>> Begin Passage to read

Management’s discussion and analysis should be read in conjunction with the consolidated financial statements and accompanying notes included in Item 8 of this Annual Report on Form 10-K, which include additional information about our accounting policies, practices and the transactions underlying our financial results. The preparation of our consolidated financial statements in conformity with accounting principles generally accepted in the United States of America (U.S. GAAP) requires us to make estimates and assumptions that affect the reported amounts in our consolidated financial statements and the accompanying notes including various claims and contingencies related to lawsuits, taxes, environmental and other matters arising during the normal course of business. We apply our best judgment, our knowledge of existing facts and circumstances and actions that we may undertake in the future in determining the estimates that affect our consolidated financial statements. We evaluate our estimates on an ongoing basis using our historical experience, as well as other factors we believe appropriate under the circumstances, such as current economic conditions, and adjust or revise our estimates as circumstances change. As future events and their effects cannot be determined with precision, actual results may differ from these estimates. Ball Corporation and its subsidiaries are referred to collectively as “Ball Corporation,” “Ball,” “the company” or “we” or “our” in the following discussion and analysis.

 

OVERVIEW

 

Business Overview

 

Ball Corporation is one of the world’s leading suppliers of metal packaging to the beverage, food, personal care and household products industries. Our packaging products are produced for a variety of end uses and are manufactured in facilities around the world. We also provide aerospace and other technologies and services to governmental and commercial customers.

>> End Passage to read
>> Begin Data lines

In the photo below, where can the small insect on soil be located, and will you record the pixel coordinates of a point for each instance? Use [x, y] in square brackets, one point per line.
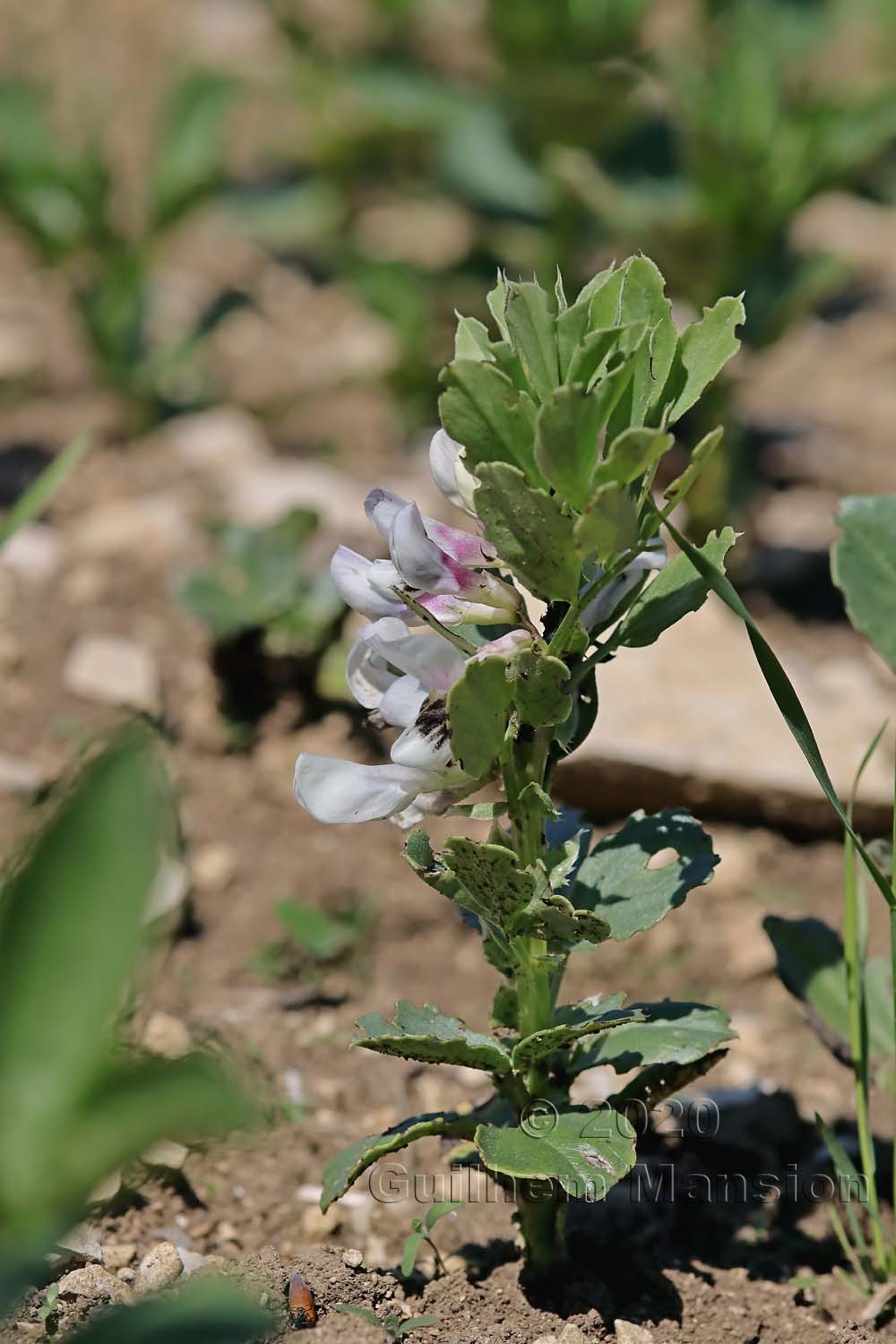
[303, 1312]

>> End Data lines

## Task requirements:
**a)** From the Ball Corporation passage, pull out word for word the part that opens with the words containing "Business Overview" and closes with "and commercial customers.".
**b)** Write what comes next in the Ball Corporation passage, picking up after its last sentence.
The listing is separate material with no link to the Ball Corporation passage.

## Results of the tasks:
**a)**
Business Overview

 

Ball Corporation is one of the world’s leading suppliers of metal packaging to the beverage, food, personal care and household products industries. Our packaging products are produced for a variety of end uses and are manufactured in facilities around the world. We also provide aerospace and other technologies and services to governmental and commercial customers.

**b)**
 

We sell our packaging products mainly to large, multinational beverage, food, personal care and household products companies with which we have developed long-term customer relationships. This is evidenced by our high customer retention and our large number of long-term supply contracts. While we have a diversified customer base, we sell a majority of our packaging products to relatively few major companies in North America, Europe, the PRC, Brazil and Argentina, as do our equity joint ventures in the U.S. and Vietnam. The primary customers for the products and services provided by our aerospace and technologies segment are U.S. government agencies or their prime contractors.

 

Industry Trends and Corporate Strategy

 

In the rigid packaging industry, sales and earnings can be improved by reducing costs, increasing prices, developing new products, expanding volumes and making strategic acquisitions. Over the past few years, we have closed a number of packaging facilities in support of our ongoing objective of matching our supply with market demand. We have also identified and implemented plans to improve our return on invested capital through the redeployment of assets within our global operations. To better realign capacity, in 2011 we closed our Torrance, California, U.S., facility; relocated one of the lines to our Whitby, Ontario, Canada, facility; relocated one line from Lublin, Poland, to our Belgrade, Serbia, facility; reduced capacity in our Columbus, Ohio, U.S., metal beverage facility and redeployed surplus equipment to other global locations.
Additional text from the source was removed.